_Items listed in a dataset_
BEGIN

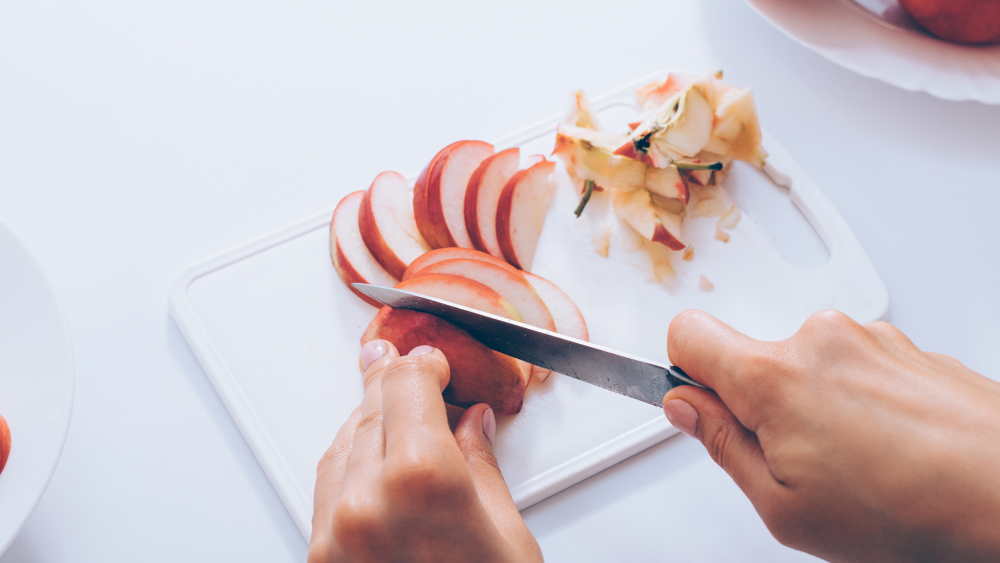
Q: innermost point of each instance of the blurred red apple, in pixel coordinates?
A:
(4, 443)
(961, 21)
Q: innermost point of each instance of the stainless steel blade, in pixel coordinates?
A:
(628, 375)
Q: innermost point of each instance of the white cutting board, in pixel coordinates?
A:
(278, 333)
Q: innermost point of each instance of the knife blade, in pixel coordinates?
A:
(625, 374)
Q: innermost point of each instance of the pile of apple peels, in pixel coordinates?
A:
(467, 233)
(691, 128)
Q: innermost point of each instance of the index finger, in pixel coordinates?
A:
(414, 415)
(721, 358)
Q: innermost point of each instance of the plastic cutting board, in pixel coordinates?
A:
(278, 333)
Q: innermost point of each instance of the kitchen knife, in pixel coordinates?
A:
(628, 375)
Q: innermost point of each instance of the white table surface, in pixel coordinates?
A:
(139, 137)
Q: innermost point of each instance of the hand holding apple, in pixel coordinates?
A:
(398, 485)
(851, 443)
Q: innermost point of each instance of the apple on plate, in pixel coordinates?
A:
(451, 253)
(4, 443)
(420, 216)
(961, 21)
(387, 224)
(589, 155)
(510, 284)
(483, 195)
(678, 128)
(521, 213)
(566, 315)
(351, 257)
(637, 210)
(478, 374)
(736, 131)
(445, 193)
(667, 182)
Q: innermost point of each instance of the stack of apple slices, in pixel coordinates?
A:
(690, 130)
(467, 235)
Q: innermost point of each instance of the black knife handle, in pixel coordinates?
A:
(676, 377)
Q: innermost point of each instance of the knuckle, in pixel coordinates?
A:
(355, 522)
(421, 481)
(369, 422)
(336, 454)
(829, 319)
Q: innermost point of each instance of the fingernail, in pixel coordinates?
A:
(372, 351)
(489, 425)
(682, 415)
(421, 350)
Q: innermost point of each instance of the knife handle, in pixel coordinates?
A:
(676, 376)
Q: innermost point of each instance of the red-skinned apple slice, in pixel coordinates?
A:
(521, 213)
(636, 208)
(511, 285)
(667, 182)
(451, 253)
(470, 293)
(566, 315)
(482, 196)
(420, 215)
(387, 225)
(446, 185)
(351, 258)
(478, 374)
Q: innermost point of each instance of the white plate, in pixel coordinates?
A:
(277, 332)
(36, 383)
(853, 37)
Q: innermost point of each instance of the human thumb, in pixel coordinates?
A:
(476, 434)
(701, 414)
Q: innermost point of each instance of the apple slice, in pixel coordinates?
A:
(521, 213)
(467, 292)
(420, 214)
(667, 182)
(478, 374)
(736, 132)
(446, 185)
(451, 253)
(566, 315)
(482, 196)
(637, 209)
(511, 285)
(4, 443)
(463, 291)
(387, 225)
(351, 258)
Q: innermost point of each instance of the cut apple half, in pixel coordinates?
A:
(351, 258)
(420, 214)
(452, 253)
(387, 224)
(470, 293)
(446, 186)
(657, 225)
(511, 285)
(521, 213)
(482, 196)
(478, 374)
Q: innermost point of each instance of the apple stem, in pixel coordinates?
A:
(588, 189)
(697, 166)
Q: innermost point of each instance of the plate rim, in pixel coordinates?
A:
(69, 375)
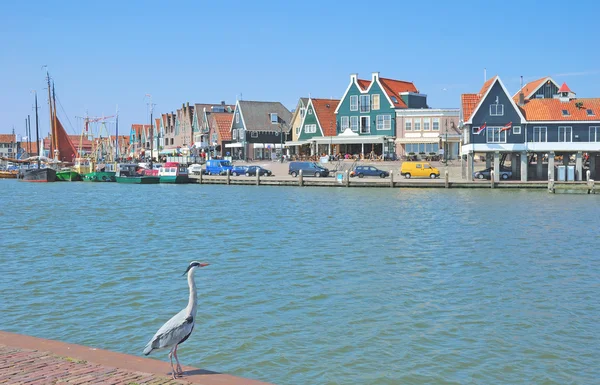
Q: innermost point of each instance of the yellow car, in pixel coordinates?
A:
(419, 169)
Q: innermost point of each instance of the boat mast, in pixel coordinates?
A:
(55, 131)
(37, 131)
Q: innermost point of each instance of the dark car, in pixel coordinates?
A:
(505, 173)
(239, 170)
(252, 170)
(308, 169)
(362, 171)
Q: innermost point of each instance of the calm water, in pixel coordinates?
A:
(314, 285)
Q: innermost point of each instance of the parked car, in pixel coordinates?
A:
(252, 170)
(218, 166)
(308, 169)
(505, 173)
(239, 170)
(362, 171)
(419, 169)
(195, 169)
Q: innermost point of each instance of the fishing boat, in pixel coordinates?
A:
(133, 173)
(38, 174)
(68, 174)
(173, 172)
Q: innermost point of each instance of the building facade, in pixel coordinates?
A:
(535, 129)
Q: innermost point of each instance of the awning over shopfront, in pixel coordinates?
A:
(291, 143)
(266, 145)
(358, 139)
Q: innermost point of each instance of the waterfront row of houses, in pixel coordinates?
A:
(378, 117)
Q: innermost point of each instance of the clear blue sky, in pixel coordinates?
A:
(107, 53)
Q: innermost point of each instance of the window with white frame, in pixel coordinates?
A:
(344, 123)
(365, 103)
(365, 124)
(426, 124)
(384, 122)
(354, 103)
(495, 135)
(310, 128)
(496, 109)
(375, 102)
(354, 123)
(594, 133)
(540, 134)
(565, 134)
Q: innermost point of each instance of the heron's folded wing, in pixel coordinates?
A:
(173, 331)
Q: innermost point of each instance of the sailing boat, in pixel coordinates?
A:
(61, 147)
(39, 174)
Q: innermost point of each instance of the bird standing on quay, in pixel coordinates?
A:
(178, 329)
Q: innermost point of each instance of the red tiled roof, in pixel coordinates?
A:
(7, 138)
(529, 88)
(564, 88)
(552, 109)
(223, 121)
(325, 111)
(392, 88)
(468, 103)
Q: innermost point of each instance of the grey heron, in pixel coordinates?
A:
(178, 329)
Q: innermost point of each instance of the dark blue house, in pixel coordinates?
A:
(531, 129)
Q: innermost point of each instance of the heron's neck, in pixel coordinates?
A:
(191, 309)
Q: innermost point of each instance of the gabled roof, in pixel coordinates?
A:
(552, 110)
(8, 138)
(483, 93)
(564, 88)
(392, 88)
(222, 121)
(325, 113)
(256, 116)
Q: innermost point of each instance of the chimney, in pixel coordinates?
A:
(521, 94)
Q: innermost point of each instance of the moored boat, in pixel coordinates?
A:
(173, 172)
(39, 175)
(132, 173)
(68, 175)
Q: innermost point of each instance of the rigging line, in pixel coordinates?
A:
(65, 113)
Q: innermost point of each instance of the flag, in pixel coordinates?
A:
(507, 127)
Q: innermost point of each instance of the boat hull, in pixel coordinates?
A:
(68, 176)
(39, 175)
(100, 176)
(179, 179)
(138, 179)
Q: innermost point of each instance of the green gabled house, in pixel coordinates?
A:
(318, 123)
(366, 114)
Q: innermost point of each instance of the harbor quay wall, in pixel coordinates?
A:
(31, 360)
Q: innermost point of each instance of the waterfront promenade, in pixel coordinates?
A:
(30, 360)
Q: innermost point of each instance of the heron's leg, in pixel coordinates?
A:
(172, 367)
(179, 370)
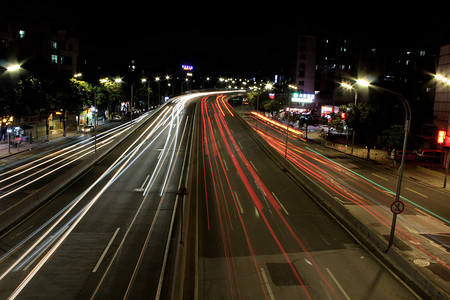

END

_Goal of the exercise_
Set down the entries again without change. Leave the pictures out.

_Task result_
Q: innermost point of each instance of the blurred red apple, in pixel coordinates?
A:
(4, 443)
(961, 21)
Q: innermost point of each instance of the stainless steel blade, in pixel coordinates?
A:
(628, 375)
Q: innermost point of each instance of the white cutting board, in pixel coordinates?
A:
(278, 333)
Q: innermost point of each instance of the knife blade, in pixel coordinates?
A:
(625, 374)
Q: innermost point of each instance of the pile of apple peels, in pixel coordinates?
A:
(467, 233)
(691, 128)
Q: innermost point of each instance of the index finger, in pixel coordinates?
A:
(414, 415)
(721, 358)
Q: innermost point of each instance of the plastic cutting board, in pixel coordinates?
A:
(278, 333)
Q: innermost point of each instance of the kitchen knife, in pixel coordinates?
A:
(628, 375)
Q: innermost point of each instance of the white table surface, in pixel coordinates?
A:
(139, 137)
Q: innermost point of each instance of the hand holding apple, in pixel coordinates?
A:
(398, 485)
(851, 443)
Q: innermost point of each instance of the apple on plate, in pixel coordinates?
A:
(451, 253)
(4, 443)
(420, 216)
(961, 21)
(387, 224)
(589, 155)
(510, 284)
(483, 195)
(678, 128)
(521, 213)
(566, 315)
(351, 257)
(637, 210)
(478, 374)
(736, 131)
(445, 193)
(667, 182)
Q: innermost point of each instance of the stack of apple slices, in pixel coordinates?
A:
(690, 130)
(467, 235)
Q: innermost point of each instance of the black knife handle, in pixel coordinates?
A:
(676, 377)
Q: innermost point of each instance of the knuckle, in pixel coordinates?
A:
(355, 522)
(421, 481)
(369, 422)
(336, 454)
(829, 319)
Q: innermost point of each instance of the fingernail, in pixel coordinates?
A:
(372, 351)
(489, 425)
(682, 415)
(421, 350)
Q: innermost point of each instance of the knife handle, in pixel coordinates?
A:
(676, 376)
Q: innermost point of each instance of the red-skinned apple slice, in pixel coordinates?
A:
(521, 213)
(636, 208)
(511, 285)
(667, 182)
(451, 253)
(470, 293)
(566, 315)
(482, 196)
(420, 215)
(387, 225)
(446, 185)
(351, 258)
(478, 374)
Q: innermost point of each instance of the white plate, in pixel coordinates?
A:
(277, 332)
(36, 383)
(853, 37)
Q: innermost point of each instance of the human thumb, in pixel coordinates?
A:
(476, 434)
(701, 414)
Q: innermost point of each instance of the apple slice, in pixel coordinates?
A:
(521, 213)
(467, 292)
(420, 214)
(667, 182)
(478, 374)
(736, 132)
(446, 185)
(451, 253)
(566, 315)
(482, 196)
(637, 209)
(511, 285)
(4, 443)
(463, 291)
(387, 225)
(351, 258)
Q: innermost point of each instance of the cut apple half, in pixel coordinates?
A:
(351, 258)
(420, 214)
(452, 253)
(387, 224)
(470, 293)
(446, 186)
(657, 225)
(511, 285)
(521, 213)
(482, 196)
(478, 374)
Q: innermost point of each instance of the apple stem, in pixel coordinates?
A:
(588, 189)
(697, 166)
Q: innermost point of each instance of the plate rim, in pixel coordinates?
A:
(69, 375)
Q: innermost point of each instance of the yellow car, in pixel coordinates?
A:
(419, 169)
Q: innermost point of each instance of the boat mast, in pixel coordinates?
A:
(55, 131)
(37, 131)
Q: innermost point of each instance of the dark car, in pixel coordinates?
A:
(505, 173)
(239, 170)
(252, 170)
(308, 169)
(362, 171)
Q: innermost point of each instance of the calm water, in pixel coordinates?
A:
(314, 285)
Q: innermost point of each instance of the parked car, in pixel coordinates?
A:
(252, 170)
(218, 166)
(308, 169)
(505, 173)
(239, 170)
(362, 171)
(419, 169)
(195, 169)
Q: innermost point of each instance of the fishing boat, in pixel coordinates?
A:
(133, 173)
(38, 174)
(68, 174)
(173, 172)
Q: innermost point of each instance of the building facade, in pixel coordinates?
A:
(535, 129)
Q: innermost point of each instance of the awning over shopfront, in pixel coordinates?
A:
(291, 143)
(266, 145)
(358, 139)
Q: innermost point of each instance of the waterfront row of houses, in pixel coordinates?
A:
(378, 117)
Q: innermost point of each instance of the clear blue sky, in pixel coordinates?
A:
(107, 53)
Q: innermost point of each instance of the window with white frame, in pixel coordinates?
A:
(344, 123)
(365, 103)
(365, 124)
(426, 124)
(384, 122)
(354, 103)
(495, 135)
(310, 128)
(496, 109)
(375, 102)
(354, 123)
(594, 133)
(540, 134)
(565, 134)
Q: innermost point of each instance of the heron's folded wing, in pixel coordinates?
A:
(173, 331)
Q: innermost point of each instance of the sailing boat, in pixel coordinates?
A:
(61, 147)
(39, 174)
Q: innermost point of each instance of the bird standing on quay, in pixel coordinates?
A:
(178, 329)
Q: innermost point of each instance of the red tiled roof, in pixel coordinates?
A:
(7, 138)
(529, 88)
(564, 88)
(552, 109)
(223, 121)
(325, 111)
(392, 88)
(468, 103)
Q: innermost point of each instance of the grey heron, in pixel coordinates?
A:
(178, 329)
Q: innermost point of each instance of the dark blue house, in pixel coordinates?
A:
(531, 129)
Q: innermost point of each instance of the heron's neck, in pixel coordinates?
A:
(191, 309)
Q: innermost point of each instance of the gabled roof, in pixel coordinates?
A:
(552, 110)
(8, 138)
(483, 93)
(564, 88)
(392, 88)
(222, 121)
(325, 113)
(256, 116)
Q: innermost point of each instance of the chimney, in pixel coordinates?
A:
(521, 94)
Q: innermost point of each instance of the moored boat, in pixel coordinates?
A:
(173, 172)
(39, 175)
(132, 173)
(68, 175)
Q: innermost point of each instance of the rigging line, in pixel coordinates?
A:
(65, 113)
Q: innermost point of each instance of the flag, in pixel coordinates?
A:
(507, 127)
Q: innermost point of each instance of the boat hull, in pixel coordinates?
A:
(68, 176)
(39, 175)
(100, 176)
(179, 179)
(138, 179)
Q: innermost point of each instance of the green gabled house, in pixel coordinates?
A:
(318, 123)
(366, 114)
Q: innermost point of each instance of the harbor quay wall, in pixel coordinates?
A:
(31, 360)
Q: innermost point of each instance of the waterfront promenade, in pixel coordinates?
A:
(30, 360)
Q: innermost point of each instance of the heron's leg, in pixel coordinates?
A:
(172, 367)
(179, 370)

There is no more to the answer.